**Given text:**
--- start ---

4. Purchaser Representations

(a) The Purchaser has full legal capacity, power and authority to execute and deliver this instrument and to perform its obligations hereunder according to Purchaser’s residential, citizenship, Caymans and the U.S. jurisdictions. This instrument constitutes valid and binding obligation of the Purchaser, enforceable in accordance with its terms, except as limited by bankruptcy, insolvency or other laws of general application relating to or affecting the enforcement of creditors’ rights generally and general principles of equity.

(b) The Purchaser has been advised that this instrument is a security and that the offers and sales of this instrument have not been registered under any country’s securities laws and, therefore, cannot be resold except in compliance with the applicable country’s laws. The Purchaser is purchasing this instrument for its own account for investment, not as a nominee or agent, and not with a view to, or for resale in connection with, the distribution thereof, and the Purchaser has no present intention of selling, granting any participation in, or otherwise distributing the same. The Purchaser has such knowledge and experience in financial and business matters that the Purchaser is capable of evaluating the merits and risks of such investment, is able to incur a complete loss of such investment without impairing the Purchaser’s financial condition and is able to bear the economic risk of such investment for an indefinite period of time.

--- end ---

**Dataset:**
--- start ---

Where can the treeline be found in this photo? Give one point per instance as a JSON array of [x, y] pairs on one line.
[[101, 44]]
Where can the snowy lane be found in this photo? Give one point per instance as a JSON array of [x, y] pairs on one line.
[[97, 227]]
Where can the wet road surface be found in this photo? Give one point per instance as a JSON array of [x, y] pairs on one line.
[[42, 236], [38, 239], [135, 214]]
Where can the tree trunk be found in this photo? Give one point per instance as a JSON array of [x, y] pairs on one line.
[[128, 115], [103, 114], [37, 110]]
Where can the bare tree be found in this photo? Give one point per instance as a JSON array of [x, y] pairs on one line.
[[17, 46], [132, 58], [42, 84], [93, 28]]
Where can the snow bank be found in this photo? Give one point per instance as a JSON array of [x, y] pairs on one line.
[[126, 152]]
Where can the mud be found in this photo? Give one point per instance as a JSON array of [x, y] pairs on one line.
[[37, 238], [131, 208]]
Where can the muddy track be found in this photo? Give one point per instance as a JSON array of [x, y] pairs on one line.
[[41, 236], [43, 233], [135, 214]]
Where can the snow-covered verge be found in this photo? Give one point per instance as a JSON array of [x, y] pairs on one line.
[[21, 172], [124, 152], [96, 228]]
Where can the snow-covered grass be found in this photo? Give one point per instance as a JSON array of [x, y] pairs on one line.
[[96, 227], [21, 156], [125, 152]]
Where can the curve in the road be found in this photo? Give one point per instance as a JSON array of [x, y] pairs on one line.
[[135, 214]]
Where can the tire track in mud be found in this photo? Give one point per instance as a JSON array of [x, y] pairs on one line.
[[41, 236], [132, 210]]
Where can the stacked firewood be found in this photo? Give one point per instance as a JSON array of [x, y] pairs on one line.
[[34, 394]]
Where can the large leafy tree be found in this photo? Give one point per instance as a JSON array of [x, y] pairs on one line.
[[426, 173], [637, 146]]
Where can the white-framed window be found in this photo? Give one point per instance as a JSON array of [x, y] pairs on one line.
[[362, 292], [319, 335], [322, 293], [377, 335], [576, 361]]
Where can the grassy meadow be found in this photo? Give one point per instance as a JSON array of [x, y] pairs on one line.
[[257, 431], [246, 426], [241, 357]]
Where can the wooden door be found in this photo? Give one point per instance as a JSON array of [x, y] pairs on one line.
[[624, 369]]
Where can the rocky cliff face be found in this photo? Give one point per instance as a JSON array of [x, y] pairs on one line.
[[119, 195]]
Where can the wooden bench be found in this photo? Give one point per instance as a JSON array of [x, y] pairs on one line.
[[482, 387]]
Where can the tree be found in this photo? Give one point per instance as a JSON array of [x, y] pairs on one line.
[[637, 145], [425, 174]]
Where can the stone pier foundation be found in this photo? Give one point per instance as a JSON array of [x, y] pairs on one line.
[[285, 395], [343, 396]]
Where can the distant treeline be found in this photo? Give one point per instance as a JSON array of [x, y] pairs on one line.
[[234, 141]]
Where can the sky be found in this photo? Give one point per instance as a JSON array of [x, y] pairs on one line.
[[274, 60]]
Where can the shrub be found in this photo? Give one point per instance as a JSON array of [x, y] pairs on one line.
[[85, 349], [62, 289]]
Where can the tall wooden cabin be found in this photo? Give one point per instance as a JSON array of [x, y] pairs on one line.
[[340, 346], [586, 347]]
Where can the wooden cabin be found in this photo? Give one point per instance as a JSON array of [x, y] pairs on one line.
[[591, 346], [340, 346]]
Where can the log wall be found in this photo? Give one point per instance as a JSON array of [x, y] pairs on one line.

--- end ---

**Required work:**
Rename "instrument" as "agreement" in the passage of the purchaser representations starting at "4. Purchaser Representations" and ending at "principles of equity.", and write out that passage. The rows have no connection to the text on purchaser representations.

**Expected output:**
4. Purchaser Representations

(a) The Purchaser has full legal capacity, power and authority to execute and deliver this agreement and to perform its obligations hereunder according to Purchaser’s residential, citizenship, Caymans and the U.S. jurisdictions. This agreement constitutes valid and binding obligation of the Purchaser, enforceable in accordance with its terms, except as limited by bankruptcy, insolvency or other laws of general application relating to or affecting the enforcement of creditors’ rights generally and general principles of equity.